Exactly reproduce the lines beginning with the line that includes "[locate] palm tree (one marker per instance)" and ending with the last line of the data.

(Data listing)
····················

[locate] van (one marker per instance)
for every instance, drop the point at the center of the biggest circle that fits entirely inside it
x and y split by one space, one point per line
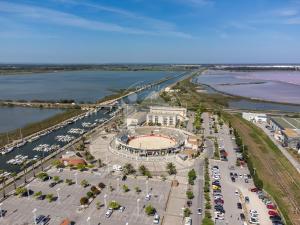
156 219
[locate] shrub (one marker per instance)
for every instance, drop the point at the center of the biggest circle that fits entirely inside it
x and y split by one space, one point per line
114 205
90 194
84 201
187 212
101 185
125 188
189 194
171 168
150 210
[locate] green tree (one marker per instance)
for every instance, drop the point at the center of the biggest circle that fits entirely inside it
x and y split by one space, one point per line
171 168
90 194
56 179
84 183
125 188
150 210
189 194
187 212
114 205
84 201
20 191
128 169
49 197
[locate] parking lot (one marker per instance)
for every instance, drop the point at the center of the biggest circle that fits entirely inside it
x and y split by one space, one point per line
235 192
20 209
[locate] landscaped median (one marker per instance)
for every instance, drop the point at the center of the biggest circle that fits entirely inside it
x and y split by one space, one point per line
268 166
207 220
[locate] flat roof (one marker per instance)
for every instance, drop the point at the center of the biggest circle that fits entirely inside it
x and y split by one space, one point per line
287 122
291 133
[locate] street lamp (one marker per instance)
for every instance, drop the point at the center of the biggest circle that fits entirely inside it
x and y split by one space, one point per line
118 179
1 214
28 191
58 197
137 206
147 187
105 203
34 215
76 180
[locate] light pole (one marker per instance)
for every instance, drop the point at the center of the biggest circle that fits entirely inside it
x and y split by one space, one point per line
118 179
1 214
137 206
28 191
76 180
147 187
34 215
58 197
105 203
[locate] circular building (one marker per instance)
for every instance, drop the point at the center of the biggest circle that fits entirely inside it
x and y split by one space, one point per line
150 141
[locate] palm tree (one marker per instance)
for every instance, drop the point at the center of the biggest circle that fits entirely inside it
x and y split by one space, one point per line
3 188
14 177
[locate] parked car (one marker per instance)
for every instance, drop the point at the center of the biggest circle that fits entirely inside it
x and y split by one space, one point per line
187 221
199 211
239 205
253 189
247 200
272 213
242 216
156 219
270 206
108 213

····················

Result for this task ▸
[locate] palm tree (one marker per instance)
for every instance, drop the point at the center of the biggest circle that fits entirely inside it
x and y split by one space, one point per line
3 188
14 177
[locate] parked car (one marker per instance)
for every instance, drop the point at the center of the biggest circle that fits entirely inside it
x and y split by one space, one point per line
187 221
199 211
239 205
253 189
247 200
272 213
242 216
156 219
270 206
108 213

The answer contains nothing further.